*EXERCISE PROMPT*. Each line from the one that contains "the person in" to the end of the material must be set down exactly, and no line before it.

Object pointing dataset rows
--------
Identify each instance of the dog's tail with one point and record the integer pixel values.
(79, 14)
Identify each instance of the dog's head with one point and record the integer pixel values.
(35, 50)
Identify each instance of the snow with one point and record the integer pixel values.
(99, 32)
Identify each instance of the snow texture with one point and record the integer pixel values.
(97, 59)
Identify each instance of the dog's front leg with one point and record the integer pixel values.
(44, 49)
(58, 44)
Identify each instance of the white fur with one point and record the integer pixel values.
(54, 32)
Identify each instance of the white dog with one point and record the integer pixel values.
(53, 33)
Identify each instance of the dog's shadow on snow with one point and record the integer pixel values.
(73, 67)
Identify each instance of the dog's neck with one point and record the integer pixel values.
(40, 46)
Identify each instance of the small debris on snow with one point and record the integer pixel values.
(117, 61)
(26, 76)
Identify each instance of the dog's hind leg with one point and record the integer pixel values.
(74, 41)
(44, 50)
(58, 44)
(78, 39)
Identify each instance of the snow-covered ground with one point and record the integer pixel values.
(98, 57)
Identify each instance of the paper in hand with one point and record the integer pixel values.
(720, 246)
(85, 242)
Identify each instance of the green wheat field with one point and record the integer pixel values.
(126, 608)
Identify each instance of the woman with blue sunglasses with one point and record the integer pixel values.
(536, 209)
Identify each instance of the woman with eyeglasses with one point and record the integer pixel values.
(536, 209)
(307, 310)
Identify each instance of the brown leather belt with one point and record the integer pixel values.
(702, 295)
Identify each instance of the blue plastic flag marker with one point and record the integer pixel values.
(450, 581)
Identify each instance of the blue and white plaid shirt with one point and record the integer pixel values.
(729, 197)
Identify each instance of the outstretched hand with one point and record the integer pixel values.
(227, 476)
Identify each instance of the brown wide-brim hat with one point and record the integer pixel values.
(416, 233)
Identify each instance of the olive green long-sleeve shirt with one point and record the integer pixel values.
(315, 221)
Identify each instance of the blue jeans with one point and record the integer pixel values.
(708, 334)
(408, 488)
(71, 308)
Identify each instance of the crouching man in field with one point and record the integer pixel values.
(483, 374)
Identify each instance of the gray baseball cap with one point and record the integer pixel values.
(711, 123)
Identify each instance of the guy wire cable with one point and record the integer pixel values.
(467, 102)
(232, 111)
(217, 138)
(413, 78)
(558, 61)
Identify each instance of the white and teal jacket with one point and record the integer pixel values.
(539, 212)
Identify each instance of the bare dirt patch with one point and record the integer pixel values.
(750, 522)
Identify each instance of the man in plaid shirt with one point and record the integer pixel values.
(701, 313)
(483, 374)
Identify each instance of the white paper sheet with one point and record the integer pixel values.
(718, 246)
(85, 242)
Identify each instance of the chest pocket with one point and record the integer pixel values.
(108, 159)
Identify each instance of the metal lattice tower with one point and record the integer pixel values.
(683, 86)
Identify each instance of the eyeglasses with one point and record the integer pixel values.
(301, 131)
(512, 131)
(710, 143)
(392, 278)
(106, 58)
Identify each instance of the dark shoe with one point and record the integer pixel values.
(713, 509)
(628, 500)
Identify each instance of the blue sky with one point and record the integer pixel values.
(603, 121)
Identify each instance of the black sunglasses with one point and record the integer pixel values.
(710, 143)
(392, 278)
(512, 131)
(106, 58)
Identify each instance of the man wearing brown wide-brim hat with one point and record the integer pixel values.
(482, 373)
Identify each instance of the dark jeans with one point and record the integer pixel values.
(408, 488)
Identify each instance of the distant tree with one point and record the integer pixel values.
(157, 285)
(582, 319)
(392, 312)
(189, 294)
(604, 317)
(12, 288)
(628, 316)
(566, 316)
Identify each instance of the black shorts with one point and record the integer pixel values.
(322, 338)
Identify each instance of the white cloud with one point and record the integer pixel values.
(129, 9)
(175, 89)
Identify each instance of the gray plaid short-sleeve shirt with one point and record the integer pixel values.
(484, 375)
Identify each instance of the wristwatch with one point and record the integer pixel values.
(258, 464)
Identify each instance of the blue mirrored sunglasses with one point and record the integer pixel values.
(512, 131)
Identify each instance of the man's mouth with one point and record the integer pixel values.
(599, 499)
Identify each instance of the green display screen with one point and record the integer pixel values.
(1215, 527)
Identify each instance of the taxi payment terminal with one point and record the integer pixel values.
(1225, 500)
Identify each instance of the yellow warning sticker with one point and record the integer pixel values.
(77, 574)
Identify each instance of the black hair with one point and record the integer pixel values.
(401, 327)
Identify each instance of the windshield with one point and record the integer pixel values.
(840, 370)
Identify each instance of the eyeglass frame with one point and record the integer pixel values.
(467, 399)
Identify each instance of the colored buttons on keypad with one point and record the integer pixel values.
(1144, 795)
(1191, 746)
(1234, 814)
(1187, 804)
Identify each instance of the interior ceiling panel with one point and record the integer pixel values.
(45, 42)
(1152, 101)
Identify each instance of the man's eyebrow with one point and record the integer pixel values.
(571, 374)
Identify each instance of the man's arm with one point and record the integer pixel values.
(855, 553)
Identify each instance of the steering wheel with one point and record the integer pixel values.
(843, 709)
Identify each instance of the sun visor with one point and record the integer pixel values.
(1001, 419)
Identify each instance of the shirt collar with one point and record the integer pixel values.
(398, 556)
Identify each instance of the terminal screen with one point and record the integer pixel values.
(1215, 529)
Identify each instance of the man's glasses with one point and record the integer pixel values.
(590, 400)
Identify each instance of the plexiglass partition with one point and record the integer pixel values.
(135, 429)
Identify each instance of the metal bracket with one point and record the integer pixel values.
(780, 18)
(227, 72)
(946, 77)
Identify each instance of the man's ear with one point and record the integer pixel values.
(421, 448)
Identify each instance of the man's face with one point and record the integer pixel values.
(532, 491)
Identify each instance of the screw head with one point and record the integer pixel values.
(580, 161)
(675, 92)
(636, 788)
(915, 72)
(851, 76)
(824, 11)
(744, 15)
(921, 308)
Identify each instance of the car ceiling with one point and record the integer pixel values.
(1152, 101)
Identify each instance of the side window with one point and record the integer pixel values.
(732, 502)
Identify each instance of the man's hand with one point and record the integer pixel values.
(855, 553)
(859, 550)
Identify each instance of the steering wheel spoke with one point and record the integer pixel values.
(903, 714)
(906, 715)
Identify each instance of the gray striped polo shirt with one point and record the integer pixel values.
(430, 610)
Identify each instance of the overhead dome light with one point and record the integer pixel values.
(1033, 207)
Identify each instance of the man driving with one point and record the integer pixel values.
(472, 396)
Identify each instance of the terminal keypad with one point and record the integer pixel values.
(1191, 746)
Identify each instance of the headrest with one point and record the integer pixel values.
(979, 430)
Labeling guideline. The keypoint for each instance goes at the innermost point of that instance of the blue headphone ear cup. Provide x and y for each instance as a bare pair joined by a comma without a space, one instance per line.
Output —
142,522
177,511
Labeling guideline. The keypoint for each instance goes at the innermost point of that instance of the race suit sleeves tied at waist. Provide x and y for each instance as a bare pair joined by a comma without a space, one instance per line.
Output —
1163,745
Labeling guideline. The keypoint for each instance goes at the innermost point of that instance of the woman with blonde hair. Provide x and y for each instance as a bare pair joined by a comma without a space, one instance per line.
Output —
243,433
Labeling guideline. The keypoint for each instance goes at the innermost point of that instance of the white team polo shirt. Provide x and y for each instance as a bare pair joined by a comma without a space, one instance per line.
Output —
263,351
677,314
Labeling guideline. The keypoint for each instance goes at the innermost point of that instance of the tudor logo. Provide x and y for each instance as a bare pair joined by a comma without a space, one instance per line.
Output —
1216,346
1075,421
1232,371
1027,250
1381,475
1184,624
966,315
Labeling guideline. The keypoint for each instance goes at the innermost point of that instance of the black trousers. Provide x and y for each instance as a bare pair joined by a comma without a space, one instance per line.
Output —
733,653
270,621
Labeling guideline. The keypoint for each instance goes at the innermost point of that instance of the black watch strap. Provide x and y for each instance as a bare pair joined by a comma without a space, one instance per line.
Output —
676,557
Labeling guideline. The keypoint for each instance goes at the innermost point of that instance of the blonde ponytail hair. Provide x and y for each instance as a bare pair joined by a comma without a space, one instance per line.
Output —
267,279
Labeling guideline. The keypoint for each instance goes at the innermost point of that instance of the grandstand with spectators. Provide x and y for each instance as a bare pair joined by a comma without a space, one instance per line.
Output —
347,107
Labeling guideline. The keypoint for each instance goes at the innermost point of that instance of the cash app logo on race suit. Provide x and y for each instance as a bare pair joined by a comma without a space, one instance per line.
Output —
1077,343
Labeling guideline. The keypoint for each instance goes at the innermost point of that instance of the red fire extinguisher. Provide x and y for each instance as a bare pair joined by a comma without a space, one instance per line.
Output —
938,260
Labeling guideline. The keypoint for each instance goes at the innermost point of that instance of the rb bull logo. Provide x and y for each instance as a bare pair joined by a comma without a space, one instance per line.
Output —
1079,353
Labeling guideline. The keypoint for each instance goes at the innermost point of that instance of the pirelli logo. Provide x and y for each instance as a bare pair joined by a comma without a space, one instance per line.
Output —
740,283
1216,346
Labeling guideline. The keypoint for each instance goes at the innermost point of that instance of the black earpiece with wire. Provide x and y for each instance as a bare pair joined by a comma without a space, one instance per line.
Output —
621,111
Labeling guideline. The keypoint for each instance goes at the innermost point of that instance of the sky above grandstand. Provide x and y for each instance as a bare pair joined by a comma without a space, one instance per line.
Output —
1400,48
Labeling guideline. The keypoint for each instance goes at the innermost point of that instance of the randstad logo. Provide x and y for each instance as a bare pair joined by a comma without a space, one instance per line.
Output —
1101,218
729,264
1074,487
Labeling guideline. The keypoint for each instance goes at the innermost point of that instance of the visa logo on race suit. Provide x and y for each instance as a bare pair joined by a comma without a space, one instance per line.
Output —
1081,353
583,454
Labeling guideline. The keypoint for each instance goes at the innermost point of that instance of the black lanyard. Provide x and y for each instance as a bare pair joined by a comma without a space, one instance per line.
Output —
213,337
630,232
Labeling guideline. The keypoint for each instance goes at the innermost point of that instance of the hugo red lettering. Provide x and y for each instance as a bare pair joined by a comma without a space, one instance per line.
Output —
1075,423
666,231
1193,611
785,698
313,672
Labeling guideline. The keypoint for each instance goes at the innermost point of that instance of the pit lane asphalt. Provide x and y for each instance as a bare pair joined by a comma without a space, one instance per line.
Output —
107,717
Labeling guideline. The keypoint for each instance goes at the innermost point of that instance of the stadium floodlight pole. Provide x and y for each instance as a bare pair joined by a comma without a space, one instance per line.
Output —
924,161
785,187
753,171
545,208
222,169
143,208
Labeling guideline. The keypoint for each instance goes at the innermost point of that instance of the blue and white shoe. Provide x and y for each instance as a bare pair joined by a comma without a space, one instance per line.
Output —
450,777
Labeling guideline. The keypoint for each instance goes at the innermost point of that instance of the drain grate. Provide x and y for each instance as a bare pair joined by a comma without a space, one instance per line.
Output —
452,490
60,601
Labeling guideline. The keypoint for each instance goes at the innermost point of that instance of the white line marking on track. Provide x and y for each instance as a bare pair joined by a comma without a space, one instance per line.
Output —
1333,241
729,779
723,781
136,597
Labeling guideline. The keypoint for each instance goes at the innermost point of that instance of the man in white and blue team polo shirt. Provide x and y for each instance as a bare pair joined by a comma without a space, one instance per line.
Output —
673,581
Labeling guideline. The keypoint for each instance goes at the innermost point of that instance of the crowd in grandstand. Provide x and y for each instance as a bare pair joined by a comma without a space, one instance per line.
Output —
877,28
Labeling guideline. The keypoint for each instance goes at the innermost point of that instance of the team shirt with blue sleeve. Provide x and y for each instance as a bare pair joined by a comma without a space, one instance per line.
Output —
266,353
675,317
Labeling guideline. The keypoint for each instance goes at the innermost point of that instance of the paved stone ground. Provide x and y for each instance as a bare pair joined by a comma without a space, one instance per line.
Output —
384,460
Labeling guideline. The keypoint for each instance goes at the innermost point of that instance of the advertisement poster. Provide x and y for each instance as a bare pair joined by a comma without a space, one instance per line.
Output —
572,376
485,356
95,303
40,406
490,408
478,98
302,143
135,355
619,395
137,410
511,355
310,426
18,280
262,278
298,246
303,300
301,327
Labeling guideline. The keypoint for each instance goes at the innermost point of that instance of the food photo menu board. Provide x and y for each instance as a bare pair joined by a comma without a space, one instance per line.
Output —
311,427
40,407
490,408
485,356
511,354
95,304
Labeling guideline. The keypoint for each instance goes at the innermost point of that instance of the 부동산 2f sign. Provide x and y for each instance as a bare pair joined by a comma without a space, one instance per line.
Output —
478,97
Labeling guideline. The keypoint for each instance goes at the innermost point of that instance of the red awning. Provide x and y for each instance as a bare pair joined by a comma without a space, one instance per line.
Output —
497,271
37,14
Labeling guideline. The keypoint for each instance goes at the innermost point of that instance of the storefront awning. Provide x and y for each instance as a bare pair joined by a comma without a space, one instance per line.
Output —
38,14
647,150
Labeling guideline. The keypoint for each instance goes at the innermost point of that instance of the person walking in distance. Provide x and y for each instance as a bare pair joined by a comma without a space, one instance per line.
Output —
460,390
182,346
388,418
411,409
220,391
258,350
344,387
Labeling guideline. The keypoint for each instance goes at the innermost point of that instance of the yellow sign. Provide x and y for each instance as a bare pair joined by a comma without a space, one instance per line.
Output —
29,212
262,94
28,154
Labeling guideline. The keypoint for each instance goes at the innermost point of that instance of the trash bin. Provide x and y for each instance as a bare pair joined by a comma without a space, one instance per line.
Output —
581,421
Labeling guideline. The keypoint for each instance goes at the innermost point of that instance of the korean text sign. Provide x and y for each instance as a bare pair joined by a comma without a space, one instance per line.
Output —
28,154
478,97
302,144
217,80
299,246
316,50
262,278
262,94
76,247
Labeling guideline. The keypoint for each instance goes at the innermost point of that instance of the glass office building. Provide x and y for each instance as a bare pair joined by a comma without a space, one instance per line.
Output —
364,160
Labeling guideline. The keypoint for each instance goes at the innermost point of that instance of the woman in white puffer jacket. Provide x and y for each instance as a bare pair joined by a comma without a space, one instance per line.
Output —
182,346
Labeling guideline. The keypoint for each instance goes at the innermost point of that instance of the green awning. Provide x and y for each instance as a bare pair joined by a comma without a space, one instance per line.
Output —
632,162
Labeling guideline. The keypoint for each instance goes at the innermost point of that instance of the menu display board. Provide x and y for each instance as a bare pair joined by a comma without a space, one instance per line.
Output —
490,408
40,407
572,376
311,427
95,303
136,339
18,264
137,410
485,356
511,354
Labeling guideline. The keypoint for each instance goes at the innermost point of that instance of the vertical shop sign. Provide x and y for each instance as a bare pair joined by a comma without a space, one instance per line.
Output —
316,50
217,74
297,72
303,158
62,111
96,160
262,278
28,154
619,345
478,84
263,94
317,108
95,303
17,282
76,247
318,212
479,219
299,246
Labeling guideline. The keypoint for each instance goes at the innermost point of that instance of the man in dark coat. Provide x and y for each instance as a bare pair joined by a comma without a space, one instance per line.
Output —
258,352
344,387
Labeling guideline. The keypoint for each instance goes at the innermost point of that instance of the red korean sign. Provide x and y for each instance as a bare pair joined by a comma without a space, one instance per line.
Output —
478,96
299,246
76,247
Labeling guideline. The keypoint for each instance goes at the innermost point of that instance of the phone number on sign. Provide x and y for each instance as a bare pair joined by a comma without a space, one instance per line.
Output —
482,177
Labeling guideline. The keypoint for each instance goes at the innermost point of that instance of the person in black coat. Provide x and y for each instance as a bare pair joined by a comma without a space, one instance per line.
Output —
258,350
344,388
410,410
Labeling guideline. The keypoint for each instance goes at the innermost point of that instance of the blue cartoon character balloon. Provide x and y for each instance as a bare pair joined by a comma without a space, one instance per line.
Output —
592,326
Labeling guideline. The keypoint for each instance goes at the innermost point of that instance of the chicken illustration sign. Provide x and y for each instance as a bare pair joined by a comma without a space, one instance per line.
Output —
--------
*WRITTEN RESPONSE*.
Labeling guideline. The keypoint for each instance goes at the innermost point of that instance of the person in black coat. Provide x and y for each instance as a bare pair joined by a comma without a space, one instance per line.
Output —
258,350
344,388
410,410
Labeling guideline. The keypoint for each instance goes at the innermost point of that instance of the blue cartoon character balloon. Provide x and y for each instance as a bare pair joined by a comma without a space, one instance per line.
Output —
592,326
Labeling guideline. The keypoint for each instance goes at the innermost point of that instance of the chicken illustration sign. Provide x and y for each instance as a bare pair joined by a comma without a space, one instance per line.
Output —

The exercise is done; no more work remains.